• _PROVIDED TEXT_:
=== Section Start ===

Comparison with other tools
We summarized the key features of four existing TE simulation tools in Table 1, including SimulaTE, replicaTE, TEgenomeSimulator, and TE_simu. Except for SimulaTE, the other three tools were designed specifically for benchmarking TE annotation from assembled genomes. Thus, they are limited to generating a single genome per run and do not capture natural TE sequence diversity. These tools cannot model the presence or absence of TE sequences across individuals, making them unsuitable for TE variant detection or genotyping studies. Even with SimulaTE, unless users provide a TE-free reference genome, TE deletions cannot be automatically simulated. However, preparing such a TE-free reference genome requires custom scripting, which may introduce a barrier for biologists without programming experience. Moreover, using a TE-free reference disrupts the coordinate system of the standard reference genome, making it difficult in practice to simulate real-world TE variants with known reference genomic coordinates. Given these limitations, we focused our direct comparison on SimulaTE without simulating TE deletions.
We downloaded human TE consensus sequences from Dfam [19] and used SimulaTE to insert 10, 100, and 1,000 TE sequences into chromosome 21 of the human reference genome GRCh38 (GRCh38-Chr21). We selected chromosome 21, the shortest human chromosome, as a proxy for whole-genome simulation. To match SimulaTE’s simulation settings, we used an in-house script to generate a BED file recording the same simulated events, which was then used for downstream TEvarSim simulations. First, we verified that the genome lengths simulated by TEvarSim exactly matched those generated by SimulaTE. Using Jellyfish [20], we then extracted k-mers from each simulated genome and confirmed that the counts of each unique k-mer were identical. These results demonstrate that the genomes produced by both tools are identical, supporting the accuracy of TEvarSim’s genome simulation (Fig 2A). To evaluate runtime performance, we simulated 1, 10, and 100 genomes using each tool. Under the same computational resources (a single CPU and thread), TEvarSim showed a clear runtime advantage, particularly when simulating larger numbers of genomes (Fig 2B). This improvement is attributable to our new simulation strategy, which avoids redundant genomic sequence processing. Together, these results indicate that TEvarSim is especially well suited for large-scale TE genome and pangenome simulations.
(A) Comparison of TE-containing genomes simulated by SimulaTE and TEvarSim, showing identical outputs. (B) Runtime comparison between SimulaTE and TEvarSim using a single CPU and thread.

=== Section End ===

• _PROVIDED MATERIAL_:
=== Section Start ===

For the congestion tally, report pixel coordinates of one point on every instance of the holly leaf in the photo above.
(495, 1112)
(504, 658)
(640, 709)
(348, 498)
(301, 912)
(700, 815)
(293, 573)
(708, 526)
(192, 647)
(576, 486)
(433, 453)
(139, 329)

=== Section End ===

• _REQUIRED TASKS_:
- 1) In the text comparing TE simulation tools, why was chromosome 21 chosen for the simulations?
- 2) Write the next part of the text comparing TE simulation tools, picking up after its final sentence.

• _NUMBERED ANSWERS_:
- 1) It is the shortest human chromosome, so it served as a proxy for whole-genome simulation.

- 2)
Consistency between simulated genome and VCF
To validate consistency between the simulated genome and the corresponding VCF file generated by TEvarSim, we used the TEreal module to simulate a genome with 50 TE insertions and 50 TE deletions based on GRCh38-Chr21. We aligned the simulated genome to GRCh38-Chr21 using minimap2 [21], then extracted TE variant information from the CIGAR strings using an in-house script and compared it with the entries in the VCF file. All TE variants listed in the VCF were confirmed by the minimap2 alignment, with one exception: a TE deletion at chr21:8,100,087-8,100,744 (Fig 3A). We extracted this deletion sequence from GRCh38-Chr21 and re-mapped it to both the reference and simulated genomes. The sequence mapped to the reference but not the simulated genome, indicating that the TE deletion was correctly simulated. Furthermore, the sequence also mapped to three additional locations (Fig 3B), suggesting that the discrepancy was due to a minimap2 mapping artifact rather than a simulation error.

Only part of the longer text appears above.